• _Work to be completed_: Could you reproduce, word for word, the part of the records below that opens with the line containing "point: runner, one" and closes with the line containing "Target: dashed road line", including both of those lines?

——

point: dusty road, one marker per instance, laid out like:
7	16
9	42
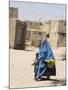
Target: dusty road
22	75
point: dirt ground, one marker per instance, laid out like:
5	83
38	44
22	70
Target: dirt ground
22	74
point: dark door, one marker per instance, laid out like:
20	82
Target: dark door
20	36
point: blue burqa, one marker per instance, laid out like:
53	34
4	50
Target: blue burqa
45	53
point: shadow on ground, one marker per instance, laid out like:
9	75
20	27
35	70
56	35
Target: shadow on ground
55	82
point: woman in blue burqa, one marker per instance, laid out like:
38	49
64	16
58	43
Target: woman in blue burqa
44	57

——

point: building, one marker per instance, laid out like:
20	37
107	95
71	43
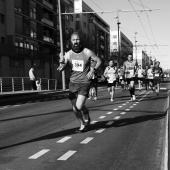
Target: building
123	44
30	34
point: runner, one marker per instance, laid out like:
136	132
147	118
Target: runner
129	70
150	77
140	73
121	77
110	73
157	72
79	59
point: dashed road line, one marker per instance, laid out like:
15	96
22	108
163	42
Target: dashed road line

——

• _Answer for the task_:
point: runner, one marker per instance, laid out like:
136	132
147	118
Target: runner
129	70
150	77
140	73
121	77
110	73
157	72
79	59
point: dashed road line, one marker per instance, laid out like:
15	96
22	108
163	42
Target: dashed road line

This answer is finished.